Home | About | Sematext search-lucene.com search-hadoop.com
 Search Hadoop and all its subprojects:

Switch to Threaded View
Flume, mail # dev - File Channel issue - recovering from BadCheckpoint exception


Copy link to this message
-
Re: File Channel issue - recovering from BadCheckpoint exception
Roshan Naik 2013-05-31, 23:01
i am concerned several unit tests might be dependent on the auto-deletion.
On Fri, May 31, 2013 at 3:57 PM, Hari Shreedharan <[EMAIL PROTECTED]
> wrote:

> Roshan,
>
> No, that would break all config files from Flume 1.3.0 and Flume 1.3.1. We
> should probably have some code that specifically disables this on Windows
> and clearly document that.
>
>
> Cheers,
> Hari
>
>
> On Friday, May 31, 2013 at 3:51 PM, Roshan Naik wrote:
>
> > Would it make sense for default config setting for the auto-deletion to
> be
> > set to 'false' then ?
> >
> >
> > On Fri, May 31, 2013 at 3:16 PM, Hari Shreedharan <
> [EMAIL PROTECTED] (mailto:[EMAIL PROTECTED])
> > > wrote:
> >
> >
> > > For now, how about making the auto-deletion configurable? If it is
> > > configured not to delete, then don't even try to startup the channel.
> This
> > > will bring in the pre-1.3.0 behavior where the channel's recovery is
> > > manual? I suspect you are going to hit many more issues when you enable
> > > dual checkpoints - and fixing that is going to be non-trivial.

■ ■ ■ ■

* **Set of tasks**:
1 – List every time of day that appears in the Flume mailing-list thread.
2 – Reproduce the Flume mailing-list thread word for word, starting at "On Fri, May 31, 2013 at 3:57" and ending at "clearly document that.".

■ ■ ■ ■

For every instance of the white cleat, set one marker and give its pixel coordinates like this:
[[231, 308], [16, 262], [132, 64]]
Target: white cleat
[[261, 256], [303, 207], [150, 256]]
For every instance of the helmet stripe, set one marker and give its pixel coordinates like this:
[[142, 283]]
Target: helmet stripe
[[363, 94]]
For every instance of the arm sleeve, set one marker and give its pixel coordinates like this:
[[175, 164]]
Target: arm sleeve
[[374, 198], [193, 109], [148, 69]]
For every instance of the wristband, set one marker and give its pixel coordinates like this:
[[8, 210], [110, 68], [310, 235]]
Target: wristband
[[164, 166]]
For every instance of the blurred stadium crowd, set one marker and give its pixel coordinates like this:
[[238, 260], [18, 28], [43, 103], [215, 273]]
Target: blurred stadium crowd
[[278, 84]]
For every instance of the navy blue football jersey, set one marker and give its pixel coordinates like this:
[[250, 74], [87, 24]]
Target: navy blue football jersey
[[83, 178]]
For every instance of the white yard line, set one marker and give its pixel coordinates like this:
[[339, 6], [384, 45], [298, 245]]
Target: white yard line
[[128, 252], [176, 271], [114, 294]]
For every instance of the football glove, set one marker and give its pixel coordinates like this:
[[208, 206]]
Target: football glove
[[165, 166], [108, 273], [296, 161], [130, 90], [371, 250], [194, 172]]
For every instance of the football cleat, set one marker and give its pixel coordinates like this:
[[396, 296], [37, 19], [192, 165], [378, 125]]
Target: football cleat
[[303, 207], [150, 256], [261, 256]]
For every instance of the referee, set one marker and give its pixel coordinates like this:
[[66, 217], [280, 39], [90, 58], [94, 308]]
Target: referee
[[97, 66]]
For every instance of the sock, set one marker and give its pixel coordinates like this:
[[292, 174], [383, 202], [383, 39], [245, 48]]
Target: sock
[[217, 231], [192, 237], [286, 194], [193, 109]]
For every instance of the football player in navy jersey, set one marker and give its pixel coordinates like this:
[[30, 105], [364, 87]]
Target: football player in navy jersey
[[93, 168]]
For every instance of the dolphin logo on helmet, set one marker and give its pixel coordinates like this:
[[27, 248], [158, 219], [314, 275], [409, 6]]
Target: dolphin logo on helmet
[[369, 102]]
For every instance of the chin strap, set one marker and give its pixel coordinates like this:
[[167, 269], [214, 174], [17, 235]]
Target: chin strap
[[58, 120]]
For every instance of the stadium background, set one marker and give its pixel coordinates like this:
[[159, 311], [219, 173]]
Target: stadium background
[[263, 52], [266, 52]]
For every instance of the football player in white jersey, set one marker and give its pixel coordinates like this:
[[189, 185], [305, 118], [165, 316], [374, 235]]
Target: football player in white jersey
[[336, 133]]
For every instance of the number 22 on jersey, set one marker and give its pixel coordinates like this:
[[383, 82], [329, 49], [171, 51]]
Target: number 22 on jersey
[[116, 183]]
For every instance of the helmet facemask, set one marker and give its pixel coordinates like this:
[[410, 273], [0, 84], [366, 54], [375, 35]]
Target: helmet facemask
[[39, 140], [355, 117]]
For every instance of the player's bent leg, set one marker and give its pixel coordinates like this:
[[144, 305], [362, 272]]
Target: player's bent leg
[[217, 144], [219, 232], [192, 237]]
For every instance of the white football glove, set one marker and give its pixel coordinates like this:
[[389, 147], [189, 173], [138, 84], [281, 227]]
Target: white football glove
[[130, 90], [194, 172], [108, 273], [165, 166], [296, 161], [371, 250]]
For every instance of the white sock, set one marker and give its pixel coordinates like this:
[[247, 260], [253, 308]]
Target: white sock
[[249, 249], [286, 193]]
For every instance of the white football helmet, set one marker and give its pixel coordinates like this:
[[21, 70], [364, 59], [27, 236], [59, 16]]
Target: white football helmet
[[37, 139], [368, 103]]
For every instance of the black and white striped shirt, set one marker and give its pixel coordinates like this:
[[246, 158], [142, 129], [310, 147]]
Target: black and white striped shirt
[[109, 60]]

■ ■ ■ ■

* **Solutions to the tasks**:
1 – 23:01, 3:57 PM, 3:51 PM, 3:16 PM

2 –
On Fri, May 31, 2013 at 3:57 PM, Hari Shreedharan <[EMAIL PROTECTED]
> wrote:

> Roshan,
>
> No, that would break all config files from Flume 1.3.0 and Flume 1.3.1. We
> should probably have some code that specifically disables this on Windows
> and clearly document that.